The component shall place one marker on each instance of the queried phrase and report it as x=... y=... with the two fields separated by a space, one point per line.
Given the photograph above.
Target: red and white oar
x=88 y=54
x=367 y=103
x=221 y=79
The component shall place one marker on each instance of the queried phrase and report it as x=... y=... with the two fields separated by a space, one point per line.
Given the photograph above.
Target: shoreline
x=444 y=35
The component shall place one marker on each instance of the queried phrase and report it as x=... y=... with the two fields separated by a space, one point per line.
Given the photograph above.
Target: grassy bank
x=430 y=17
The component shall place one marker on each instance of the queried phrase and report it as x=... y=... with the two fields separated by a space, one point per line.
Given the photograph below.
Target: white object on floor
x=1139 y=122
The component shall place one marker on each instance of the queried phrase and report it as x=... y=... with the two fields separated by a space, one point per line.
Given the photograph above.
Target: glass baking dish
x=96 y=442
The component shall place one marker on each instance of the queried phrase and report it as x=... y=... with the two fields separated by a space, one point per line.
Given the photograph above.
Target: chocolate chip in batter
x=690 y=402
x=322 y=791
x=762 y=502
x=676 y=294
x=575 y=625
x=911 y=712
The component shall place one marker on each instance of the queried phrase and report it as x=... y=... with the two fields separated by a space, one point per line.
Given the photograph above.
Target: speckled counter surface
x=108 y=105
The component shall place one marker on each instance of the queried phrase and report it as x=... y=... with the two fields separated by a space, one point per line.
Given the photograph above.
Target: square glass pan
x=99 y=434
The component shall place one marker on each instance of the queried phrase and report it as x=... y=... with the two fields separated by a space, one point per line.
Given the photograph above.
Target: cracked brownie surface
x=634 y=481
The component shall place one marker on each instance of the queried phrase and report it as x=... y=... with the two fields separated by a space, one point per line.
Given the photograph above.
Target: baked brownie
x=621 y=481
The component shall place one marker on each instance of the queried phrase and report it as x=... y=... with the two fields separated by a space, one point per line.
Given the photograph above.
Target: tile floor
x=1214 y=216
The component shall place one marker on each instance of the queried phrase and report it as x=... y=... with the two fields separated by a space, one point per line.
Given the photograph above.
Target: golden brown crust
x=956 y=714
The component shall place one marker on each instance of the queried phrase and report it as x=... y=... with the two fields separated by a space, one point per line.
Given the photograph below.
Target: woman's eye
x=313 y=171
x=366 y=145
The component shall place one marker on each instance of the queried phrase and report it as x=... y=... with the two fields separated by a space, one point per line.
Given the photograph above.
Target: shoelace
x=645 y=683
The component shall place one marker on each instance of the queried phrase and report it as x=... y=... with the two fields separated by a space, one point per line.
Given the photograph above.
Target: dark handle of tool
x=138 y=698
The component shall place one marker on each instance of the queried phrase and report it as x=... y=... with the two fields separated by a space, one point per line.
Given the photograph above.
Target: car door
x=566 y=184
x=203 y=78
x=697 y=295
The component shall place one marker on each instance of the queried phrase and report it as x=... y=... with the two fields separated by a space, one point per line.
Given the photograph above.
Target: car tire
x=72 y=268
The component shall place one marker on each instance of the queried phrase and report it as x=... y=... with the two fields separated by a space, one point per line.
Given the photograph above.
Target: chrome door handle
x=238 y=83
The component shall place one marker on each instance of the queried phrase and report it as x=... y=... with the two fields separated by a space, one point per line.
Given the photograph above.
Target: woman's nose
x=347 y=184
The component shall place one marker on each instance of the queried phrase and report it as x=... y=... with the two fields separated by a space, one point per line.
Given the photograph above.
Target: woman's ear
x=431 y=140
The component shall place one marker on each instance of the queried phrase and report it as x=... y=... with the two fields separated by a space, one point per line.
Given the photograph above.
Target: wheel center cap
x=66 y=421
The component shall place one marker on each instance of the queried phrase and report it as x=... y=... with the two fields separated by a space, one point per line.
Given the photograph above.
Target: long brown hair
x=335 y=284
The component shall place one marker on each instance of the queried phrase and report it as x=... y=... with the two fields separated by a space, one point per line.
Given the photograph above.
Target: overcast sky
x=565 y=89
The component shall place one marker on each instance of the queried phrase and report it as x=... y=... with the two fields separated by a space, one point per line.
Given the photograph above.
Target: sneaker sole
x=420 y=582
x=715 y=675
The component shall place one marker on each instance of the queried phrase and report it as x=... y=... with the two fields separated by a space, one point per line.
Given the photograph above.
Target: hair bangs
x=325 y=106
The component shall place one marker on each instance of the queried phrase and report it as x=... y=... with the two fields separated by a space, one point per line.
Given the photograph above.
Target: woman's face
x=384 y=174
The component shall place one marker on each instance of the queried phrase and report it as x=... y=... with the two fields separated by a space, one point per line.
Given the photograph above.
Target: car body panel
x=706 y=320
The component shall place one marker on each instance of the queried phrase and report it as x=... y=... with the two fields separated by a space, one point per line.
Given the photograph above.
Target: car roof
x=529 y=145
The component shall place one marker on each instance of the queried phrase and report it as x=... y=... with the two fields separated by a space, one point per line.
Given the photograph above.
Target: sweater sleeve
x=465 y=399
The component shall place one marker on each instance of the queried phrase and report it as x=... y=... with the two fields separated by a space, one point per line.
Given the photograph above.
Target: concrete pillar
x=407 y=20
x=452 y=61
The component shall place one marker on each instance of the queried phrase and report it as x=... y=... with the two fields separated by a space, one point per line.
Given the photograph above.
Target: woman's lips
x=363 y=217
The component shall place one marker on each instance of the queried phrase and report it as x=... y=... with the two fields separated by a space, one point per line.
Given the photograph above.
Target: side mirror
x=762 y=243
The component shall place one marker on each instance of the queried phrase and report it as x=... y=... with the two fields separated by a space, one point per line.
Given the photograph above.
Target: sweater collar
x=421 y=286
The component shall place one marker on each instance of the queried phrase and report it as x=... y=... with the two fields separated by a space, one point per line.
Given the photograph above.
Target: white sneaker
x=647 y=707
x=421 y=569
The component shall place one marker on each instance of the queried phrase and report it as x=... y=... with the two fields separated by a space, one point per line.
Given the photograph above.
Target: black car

- [TASK GOAL]:
Copy out each line exactly as written.

- [RESPONSE TO THE EXERCISE]:
The component shall place one marker on each instance of the queried phrase and report it as x=... y=... with the two fields separated by a space, one point per line.
Given the photograph above.
Target: red and white oar
x=88 y=54
x=367 y=103
x=221 y=79
The component shall place one marker on each instance of the queried phrase and report it as x=... y=... with the two fields separated by a space, one point per line.
Given the photograph above.
Target: shoreline
x=444 y=35
The component shall place one marker on each instance of the queried phrase and report it as x=... y=... with the two fields separated by a space, one point per line.
Given the photograph above.
Target: grassy bank
x=430 y=17
The component shall place one marker on each instance of the queried phrase and report it as x=... y=... with the two fields separated by a space, one point per line.
Given the photograph below.
Target: white object on floor
x=1139 y=122
The component shall place one marker on each instance of the queried phrase and report it as x=... y=... with the two fields separated by a space, one point per line.
Given the photograph above.
Target: glass baking dish
x=96 y=442
The component shall place one marker on each instance of the queried phrase and report it as x=... y=... with the two fields separated by a space, one point per line.
Given the photograph above.
Target: chocolate chip in batter
x=690 y=402
x=322 y=791
x=762 y=502
x=676 y=294
x=575 y=625
x=911 y=712
The component shall place one marker on each instance of the queried phrase and report it as x=... y=... with the two fields separated by a space, one point per line.
Given the photograph above.
Target: speckled counter surface
x=108 y=105
The component shall place one marker on each instance of the queried phrase and report it as x=... y=... with the two fields separated by a space, one point per line.
Given the photograph above.
Target: square glass pan
x=99 y=434
The component shall place one marker on each instance of the queried phrase and report it as x=... y=... with the two fields separated by a space, one point per line.
Given the photograph above.
Target: cracked brownie surface
x=634 y=481
The component shall place one marker on each instance of the queried phrase and report it as x=... y=... with the two fields separated by a space, one point per line.
Given the photograph above.
Target: baked brownie
x=621 y=481
The component shall place one marker on each instance of the queried phrase and report it as x=... y=... with the two fields separated by a space, one point per line.
Given the photograph above.
Target: tile floor
x=1214 y=216
The component shall place one marker on each instance of the queried phrase and report it as x=... y=... with the two fields separated by a space, one point per line.
Given the photograph above.
Target: golden brown crust
x=956 y=714
The component shall place one marker on each instance of the queried phrase and report it as x=... y=... with the two fields separated by a space, one point per line.
Given the photograph below.
Target: woman's eye
x=313 y=171
x=366 y=145
The component shall place one marker on each instance of the queried phrase and report it as x=... y=... with the two fields separated by a space, one point per line.
Given the photograph above.
Target: shoelace
x=645 y=683
The component shall place one marker on each instance of the queried phrase and report it as x=... y=... with the two fields separated by a space, one point per line.
Given the photograph above.
Target: dark handle of tool
x=138 y=698
The component shall place one marker on each instance of the queried phrase and report it as x=... y=... with the two fields separated by a space, one point per line.
Given the photograph above.
Target: car door
x=566 y=184
x=203 y=78
x=697 y=295
The component shall place one marker on each instance of the queried phrase and report it as x=... y=... with the two fields separated by a space, one point per line.
Given the photograph above.
Target: car tire
x=72 y=268
The component shall place one marker on each instance of the queried phrase and report it as x=... y=... with the two fields separated by a space, one point per line.
Given the photograph above.
Target: chrome door handle
x=238 y=83
The component shall place one marker on each instance of the queried phrase and report it as x=... y=... with the two fields separated by a space, one point per line.
Given the photograph above.
Target: woman's nose
x=347 y=184
The component shall place one marker on each instance of the queried phrase and report it as x=... y=... with the two fields separated by a space, one point per line.
Given the photograph above.
Target: woman's ear
x=431 y=140
The component shall place one marker on each instance of the queried phrase and report it as x=... y=... with the two fields separated by a space, one point per line.
Given the photograph above.
Target: wheel center cap
x=66 y=421
The component shall place one marker on each instance of the queried phrase and report it as x=... y=... with the two fields separated by a space, one point per line.
Given the photograph above.
Target: long brown hair
x=335 y=284
The component shall place one marker on each instance of the queried phrase and report it as x=... y=... with the two fields separated by a space, one point per line.
Given the photograph above.
Target: overcast sky
x=565 y=89
The component shall place one marker on each instance of the queried phrase and report it as x=... y=... with the two fields separated by a space, one point per line.
Given the photograph above.
Target: sneaker sole
x=420 y=582
x=715 y=675
The component shall place one marker on each instance of the queried phrase and report it as x=... y=... with the two fields separated by a space, one point per line.
Given the photograph above.
Target: hair bangs
x=325 y=106
The component shall place one marker on each instance of the queried phrase and report it as x=... y=... with the two fields separated by a space, one point per line.
Given the photograph above.
Target: woman's face
x=384 y=174
The component shall place one marker on each instance of the queried phrase and report it as x=... y=... with the two fields separated by a space, one point per line.
Given the photograph above.
Target: car body panel
x=706 y=320
The component shall place one marker on each instance of the queried phrase and report it as x=... y=... with the two fields separated by a space, one point per line.
Given the photograph above.
Target: car roof
x=529 y=145
The component shall place one marker on each instance of the queried phrase and report it as x=... y=... with the two fields separated by a space, one point per line.
Given the photograph above.
Target: sweater sleeve
x=465 y=399
The component shall place one marker on each instance of the queried phrase and report it as x=... y=... with the two fields separated by a space, one point per line.
Given the photograph above.
Target: concrete pillar
x=407 y=20
x=452 y=61
The component shall place one marker on each instance of the queried phrase and report it as x=... y=... with the two fields separated by a space, one point per line.
Given the photograph above.
Target: woman's lips
x=363 y=217
The component shall place one marker on each instance of the queried phrase and report it as x=... y=... with the two fields separated by a space, one point per line.
Given the photograph above.
Target: side mirror
x=762 y=243
The component shall place one marker on each instance of the queried phrase and report it as x=... y=... with the two fields separated by a space, one point per line.
Given the photograph above.
Target: sweater collar
x=421 y=286
The component shall place one marker on each instance of the queried phrase and report it as x=... y=... with the two fields separated by a space, one point per line.
Given the photograph above.
Target: white sneaker
x=647 y=707
x=421 y=569
The component shall place one marker on each instance of the queried phrase and report it as x=... y=... with the two fields separated by a space, one point per line.
Given the photograph above.
Target: black car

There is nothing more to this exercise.